**Tasks for this exercise:**
(1) From the blog post about coffee below, copy the passage that begins with the words containing "Some friends were" and ends with "in this conversation.", keeping its wording unchanged.
(2) In the coffee post, where was Deb when she said coffee is a common denominator?

**Extract:**
Levite Chronicles

July 23, 2009

talking coffee

Filed under: just musing — Tags: , , — Jon Swanson @ 7:39 am

smiling coffee cup“FYI to Brands – Trust does drive sales. 10 mins of tweets will now lead me to try McD’s coffee. Simple example, but true.” @cc_chapman

“The real point of the coffee conversation? Coffee is relational.” @jnswanson

“It unites us.  Coffee can do that. What else can we talk about and be relational? @debworks

Some friends were talking about coffee, talking about what kind to drink, talking about how they like it fixed. It was, in a sense, pointless conversation. To anyone who doesn’t like coffee–or twitter (which is where the conversation was happening), there was little of value in this conversation.

Of course, as Deb pointed out from Iowa, it is a common denominator. It is a safer topic than religion and politics and the Red Sox/Yankees/Cubs. But I think it is something more than merely a safe topic. It is a topic which relates to a ritual with warm emotional attachments for many of us (pun partially intended). Many of us delight in the process of making coffee, of drinking it as we think, read, converse. A cup of coffee, for many people, symbolizes both contemplation and community.

I know that many of us also drink coffee for the perceived energy. It keeps us awake, alert, wired. In that, it is the antithesis of reflection. But such uses, if they were all coffee represented, would not be the source of a conversational culture.

Thanks for the conversation this morning, friends. And the relationship it both reflects and extends.

**Extracted data:**
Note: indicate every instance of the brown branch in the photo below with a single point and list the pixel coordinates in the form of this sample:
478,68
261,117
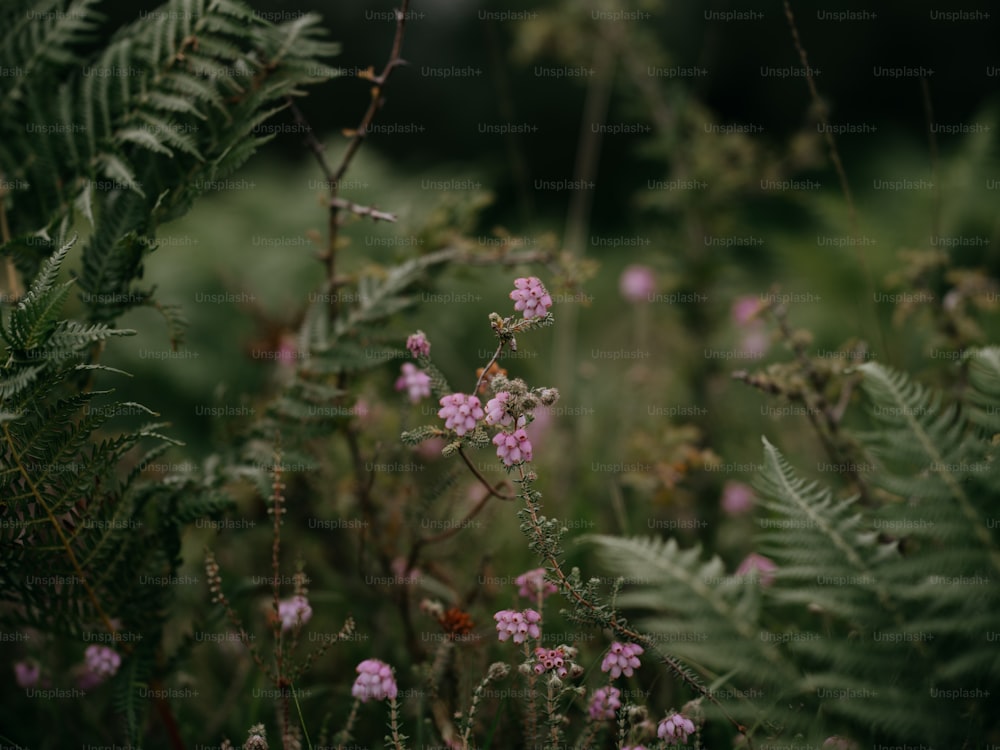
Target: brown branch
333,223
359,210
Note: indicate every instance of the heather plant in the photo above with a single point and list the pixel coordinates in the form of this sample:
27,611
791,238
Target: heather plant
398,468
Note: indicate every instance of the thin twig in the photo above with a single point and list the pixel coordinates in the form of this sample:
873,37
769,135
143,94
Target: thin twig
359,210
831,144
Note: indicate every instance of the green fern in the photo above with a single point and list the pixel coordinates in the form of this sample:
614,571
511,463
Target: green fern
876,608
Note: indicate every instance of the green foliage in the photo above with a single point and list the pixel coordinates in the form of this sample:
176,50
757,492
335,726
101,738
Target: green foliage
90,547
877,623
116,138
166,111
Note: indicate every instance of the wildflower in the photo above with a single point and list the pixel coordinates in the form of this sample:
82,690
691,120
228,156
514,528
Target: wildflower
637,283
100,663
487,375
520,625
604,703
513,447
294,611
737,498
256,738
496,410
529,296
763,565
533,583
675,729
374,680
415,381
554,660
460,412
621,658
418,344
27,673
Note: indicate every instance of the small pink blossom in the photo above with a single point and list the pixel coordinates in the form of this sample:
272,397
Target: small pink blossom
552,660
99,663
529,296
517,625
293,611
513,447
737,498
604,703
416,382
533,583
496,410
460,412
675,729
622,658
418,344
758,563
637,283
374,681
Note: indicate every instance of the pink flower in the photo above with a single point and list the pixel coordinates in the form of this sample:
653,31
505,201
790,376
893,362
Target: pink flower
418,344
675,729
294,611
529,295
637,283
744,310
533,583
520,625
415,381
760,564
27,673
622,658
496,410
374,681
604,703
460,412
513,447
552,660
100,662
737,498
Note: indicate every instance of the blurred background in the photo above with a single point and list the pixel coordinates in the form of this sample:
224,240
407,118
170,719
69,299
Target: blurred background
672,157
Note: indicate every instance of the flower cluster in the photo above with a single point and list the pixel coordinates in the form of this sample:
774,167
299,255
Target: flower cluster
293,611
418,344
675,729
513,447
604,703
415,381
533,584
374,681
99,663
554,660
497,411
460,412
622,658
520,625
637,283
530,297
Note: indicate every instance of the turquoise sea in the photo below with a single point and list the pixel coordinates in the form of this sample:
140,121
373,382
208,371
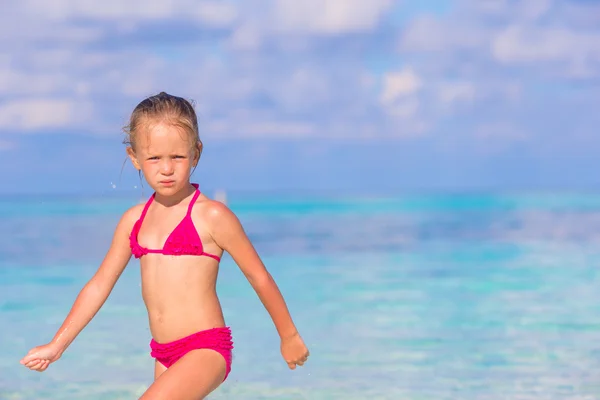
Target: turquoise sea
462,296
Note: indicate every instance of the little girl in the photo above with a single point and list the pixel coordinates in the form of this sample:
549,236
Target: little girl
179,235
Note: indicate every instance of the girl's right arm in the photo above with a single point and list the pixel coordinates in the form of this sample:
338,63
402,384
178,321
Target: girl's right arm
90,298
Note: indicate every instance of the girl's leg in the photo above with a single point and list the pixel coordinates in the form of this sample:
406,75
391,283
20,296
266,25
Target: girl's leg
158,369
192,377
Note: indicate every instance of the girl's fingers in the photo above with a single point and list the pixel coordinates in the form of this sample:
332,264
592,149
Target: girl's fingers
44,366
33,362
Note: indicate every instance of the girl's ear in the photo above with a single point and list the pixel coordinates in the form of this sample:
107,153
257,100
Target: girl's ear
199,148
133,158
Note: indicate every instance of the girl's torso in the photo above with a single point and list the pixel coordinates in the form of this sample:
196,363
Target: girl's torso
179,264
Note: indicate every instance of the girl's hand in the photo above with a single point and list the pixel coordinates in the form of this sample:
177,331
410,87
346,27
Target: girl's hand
* * *
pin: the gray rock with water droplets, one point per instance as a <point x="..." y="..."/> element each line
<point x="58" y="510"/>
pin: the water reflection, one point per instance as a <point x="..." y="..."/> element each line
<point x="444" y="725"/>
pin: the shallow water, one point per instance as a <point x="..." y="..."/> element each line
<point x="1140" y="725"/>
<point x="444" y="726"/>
* * *
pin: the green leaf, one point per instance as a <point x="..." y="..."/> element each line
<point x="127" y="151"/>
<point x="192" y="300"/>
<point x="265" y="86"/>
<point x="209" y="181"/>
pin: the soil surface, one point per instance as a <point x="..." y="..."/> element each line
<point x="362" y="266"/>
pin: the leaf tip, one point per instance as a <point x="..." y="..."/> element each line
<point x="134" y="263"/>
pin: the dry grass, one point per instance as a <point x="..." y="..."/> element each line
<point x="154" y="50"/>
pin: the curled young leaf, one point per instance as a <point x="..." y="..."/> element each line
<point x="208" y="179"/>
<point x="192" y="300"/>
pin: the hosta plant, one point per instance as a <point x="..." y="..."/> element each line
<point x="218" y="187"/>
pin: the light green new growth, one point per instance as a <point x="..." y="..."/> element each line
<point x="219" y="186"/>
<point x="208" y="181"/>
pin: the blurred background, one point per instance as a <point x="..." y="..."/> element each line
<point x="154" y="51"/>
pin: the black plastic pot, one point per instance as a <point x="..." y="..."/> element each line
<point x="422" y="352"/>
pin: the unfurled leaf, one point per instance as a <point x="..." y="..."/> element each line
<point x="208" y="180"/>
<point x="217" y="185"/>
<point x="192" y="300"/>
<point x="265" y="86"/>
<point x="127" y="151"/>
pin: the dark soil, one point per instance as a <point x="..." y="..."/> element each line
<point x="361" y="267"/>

**Solutions to the exercise:**
(1)
Some friends were talking about coffee, talking about what kind to drink, talking about how they like it fixed. It was, in a sense, pointless conversation. To anyone who doesn’t like coffee–or twitter (which is where the conversation was happening), there was little of value in this conversation.

(2) Iowa.